── Data supplied ──

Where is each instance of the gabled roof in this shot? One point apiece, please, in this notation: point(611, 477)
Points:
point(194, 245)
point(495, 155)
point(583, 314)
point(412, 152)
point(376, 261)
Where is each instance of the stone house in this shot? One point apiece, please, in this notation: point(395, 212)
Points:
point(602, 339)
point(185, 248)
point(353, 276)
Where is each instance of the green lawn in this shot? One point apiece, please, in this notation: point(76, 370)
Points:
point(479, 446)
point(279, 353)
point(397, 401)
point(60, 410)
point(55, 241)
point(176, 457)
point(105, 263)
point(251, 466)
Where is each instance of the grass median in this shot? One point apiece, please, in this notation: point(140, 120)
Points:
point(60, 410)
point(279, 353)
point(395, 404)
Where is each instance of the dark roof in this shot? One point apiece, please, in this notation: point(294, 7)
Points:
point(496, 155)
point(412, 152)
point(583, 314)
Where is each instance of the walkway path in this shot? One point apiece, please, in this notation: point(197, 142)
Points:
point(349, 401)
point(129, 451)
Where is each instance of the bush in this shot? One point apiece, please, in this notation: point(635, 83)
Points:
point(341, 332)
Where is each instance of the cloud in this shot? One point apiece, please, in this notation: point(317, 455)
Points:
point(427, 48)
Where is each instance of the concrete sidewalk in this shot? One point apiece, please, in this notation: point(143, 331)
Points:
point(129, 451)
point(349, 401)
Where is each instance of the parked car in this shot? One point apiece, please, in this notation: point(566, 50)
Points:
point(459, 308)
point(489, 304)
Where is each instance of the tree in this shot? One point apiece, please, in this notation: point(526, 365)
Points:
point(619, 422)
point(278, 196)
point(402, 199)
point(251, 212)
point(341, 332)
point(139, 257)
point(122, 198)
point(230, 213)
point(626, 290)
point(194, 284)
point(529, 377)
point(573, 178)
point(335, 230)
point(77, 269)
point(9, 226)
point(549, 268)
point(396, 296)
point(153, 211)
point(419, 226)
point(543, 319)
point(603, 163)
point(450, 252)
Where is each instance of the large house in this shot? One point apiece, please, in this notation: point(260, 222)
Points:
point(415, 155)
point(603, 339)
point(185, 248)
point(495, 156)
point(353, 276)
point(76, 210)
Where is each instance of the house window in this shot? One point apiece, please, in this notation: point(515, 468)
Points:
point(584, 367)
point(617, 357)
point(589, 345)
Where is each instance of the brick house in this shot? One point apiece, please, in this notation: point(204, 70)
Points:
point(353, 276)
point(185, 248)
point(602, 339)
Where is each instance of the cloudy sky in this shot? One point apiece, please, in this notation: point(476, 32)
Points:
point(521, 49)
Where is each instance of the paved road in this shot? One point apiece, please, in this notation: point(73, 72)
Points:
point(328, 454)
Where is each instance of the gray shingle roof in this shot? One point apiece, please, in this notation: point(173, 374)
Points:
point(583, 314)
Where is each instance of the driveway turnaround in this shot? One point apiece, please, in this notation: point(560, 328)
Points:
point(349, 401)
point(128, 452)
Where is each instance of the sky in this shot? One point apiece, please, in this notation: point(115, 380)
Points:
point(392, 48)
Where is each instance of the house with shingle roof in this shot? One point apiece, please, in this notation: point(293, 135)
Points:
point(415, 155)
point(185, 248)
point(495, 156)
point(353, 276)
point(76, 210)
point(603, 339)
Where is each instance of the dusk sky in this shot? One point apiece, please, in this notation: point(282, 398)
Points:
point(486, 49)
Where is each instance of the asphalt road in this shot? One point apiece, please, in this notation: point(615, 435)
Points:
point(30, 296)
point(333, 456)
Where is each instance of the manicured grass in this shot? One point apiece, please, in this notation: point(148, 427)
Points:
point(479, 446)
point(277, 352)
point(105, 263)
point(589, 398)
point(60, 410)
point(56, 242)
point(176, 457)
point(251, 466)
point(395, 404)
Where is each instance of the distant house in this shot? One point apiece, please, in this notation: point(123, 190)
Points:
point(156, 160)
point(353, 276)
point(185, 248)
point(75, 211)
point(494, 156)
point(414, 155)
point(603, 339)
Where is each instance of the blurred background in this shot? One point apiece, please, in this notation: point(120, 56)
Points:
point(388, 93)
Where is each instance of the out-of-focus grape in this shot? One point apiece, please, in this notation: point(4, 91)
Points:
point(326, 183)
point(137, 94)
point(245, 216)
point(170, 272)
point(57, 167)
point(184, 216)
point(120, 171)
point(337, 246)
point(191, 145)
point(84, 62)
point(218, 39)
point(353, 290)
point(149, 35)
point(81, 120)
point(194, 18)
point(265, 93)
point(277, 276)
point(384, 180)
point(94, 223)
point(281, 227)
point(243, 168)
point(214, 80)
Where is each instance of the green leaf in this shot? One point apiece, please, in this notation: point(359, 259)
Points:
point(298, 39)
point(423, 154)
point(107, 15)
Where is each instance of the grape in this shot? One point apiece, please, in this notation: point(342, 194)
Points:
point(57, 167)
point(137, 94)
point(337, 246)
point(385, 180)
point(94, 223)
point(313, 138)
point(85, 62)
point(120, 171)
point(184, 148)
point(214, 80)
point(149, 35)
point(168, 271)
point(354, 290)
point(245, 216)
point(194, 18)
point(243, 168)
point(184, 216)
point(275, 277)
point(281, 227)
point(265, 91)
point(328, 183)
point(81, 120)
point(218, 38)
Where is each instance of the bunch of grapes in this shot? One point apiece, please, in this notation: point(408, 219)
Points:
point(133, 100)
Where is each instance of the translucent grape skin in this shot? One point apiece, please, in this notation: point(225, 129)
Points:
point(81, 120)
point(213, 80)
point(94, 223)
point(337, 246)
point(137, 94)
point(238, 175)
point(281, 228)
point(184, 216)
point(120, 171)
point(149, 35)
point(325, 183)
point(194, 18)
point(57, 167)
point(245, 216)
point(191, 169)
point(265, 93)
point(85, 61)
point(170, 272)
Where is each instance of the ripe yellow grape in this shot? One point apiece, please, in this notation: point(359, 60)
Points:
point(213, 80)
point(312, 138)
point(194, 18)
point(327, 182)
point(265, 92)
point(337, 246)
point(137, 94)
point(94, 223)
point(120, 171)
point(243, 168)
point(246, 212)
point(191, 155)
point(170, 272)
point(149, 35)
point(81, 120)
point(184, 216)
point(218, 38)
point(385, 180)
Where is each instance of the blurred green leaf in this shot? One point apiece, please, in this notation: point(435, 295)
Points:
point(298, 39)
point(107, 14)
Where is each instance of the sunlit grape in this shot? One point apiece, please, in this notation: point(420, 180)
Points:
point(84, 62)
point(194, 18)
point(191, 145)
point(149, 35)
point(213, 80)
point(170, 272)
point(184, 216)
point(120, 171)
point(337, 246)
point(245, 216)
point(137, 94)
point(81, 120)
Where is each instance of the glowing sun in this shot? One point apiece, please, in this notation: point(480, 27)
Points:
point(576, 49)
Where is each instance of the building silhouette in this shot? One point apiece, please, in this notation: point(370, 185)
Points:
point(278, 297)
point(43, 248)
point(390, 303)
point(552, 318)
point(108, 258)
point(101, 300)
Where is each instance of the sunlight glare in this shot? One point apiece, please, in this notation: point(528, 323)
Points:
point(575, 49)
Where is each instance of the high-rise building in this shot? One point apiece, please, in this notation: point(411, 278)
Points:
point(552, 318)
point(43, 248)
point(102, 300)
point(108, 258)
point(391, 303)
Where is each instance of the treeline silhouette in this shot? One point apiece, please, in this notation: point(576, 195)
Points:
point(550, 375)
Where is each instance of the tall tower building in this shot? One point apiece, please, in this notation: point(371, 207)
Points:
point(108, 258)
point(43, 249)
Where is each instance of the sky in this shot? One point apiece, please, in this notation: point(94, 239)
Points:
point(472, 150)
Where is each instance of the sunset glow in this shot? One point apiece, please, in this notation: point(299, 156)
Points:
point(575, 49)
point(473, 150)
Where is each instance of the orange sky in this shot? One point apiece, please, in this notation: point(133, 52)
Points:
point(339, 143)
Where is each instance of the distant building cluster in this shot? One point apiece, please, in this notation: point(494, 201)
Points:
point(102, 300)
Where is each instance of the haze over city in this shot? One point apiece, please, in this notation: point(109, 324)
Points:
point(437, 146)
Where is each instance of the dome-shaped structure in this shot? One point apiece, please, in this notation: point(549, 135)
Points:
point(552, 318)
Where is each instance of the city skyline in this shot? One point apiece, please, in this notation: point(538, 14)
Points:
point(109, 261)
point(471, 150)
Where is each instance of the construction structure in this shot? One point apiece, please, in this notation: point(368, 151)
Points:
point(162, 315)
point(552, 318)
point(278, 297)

───

### Aim
Starting at the beginning of the data above and ending at the line that contains "point(376, 261)", write out every line again, requests included. Shift each coordinate in the answers by -22, and leave the numbers in the requests unchanged.

### Answer to this exercise
Where is each instance of the gabled roof in this shot? One point apiece, please, in this notation: point(611, 477)
Points:
point(172, 223)
point(473, 133)
point(561, 292)
point(390, 130)
point(354, 239)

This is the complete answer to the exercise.